* What this task involves
Write out the material below word for word, leaving out the pictures.

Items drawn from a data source
******
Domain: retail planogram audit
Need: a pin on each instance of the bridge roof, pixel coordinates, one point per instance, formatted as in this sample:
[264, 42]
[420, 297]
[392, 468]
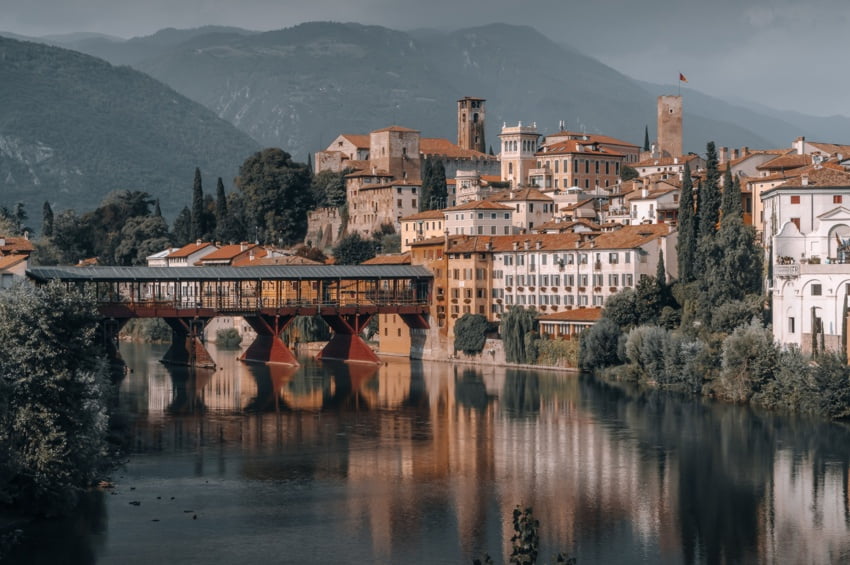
******
* Response to this exercise
Domain: retail planogram audit
Need: a pin on each instance of the bridge roof, pixel coordinates, one point per instance, formatted as in this sample:
[264, 42]
[420, 297]
[392, 468]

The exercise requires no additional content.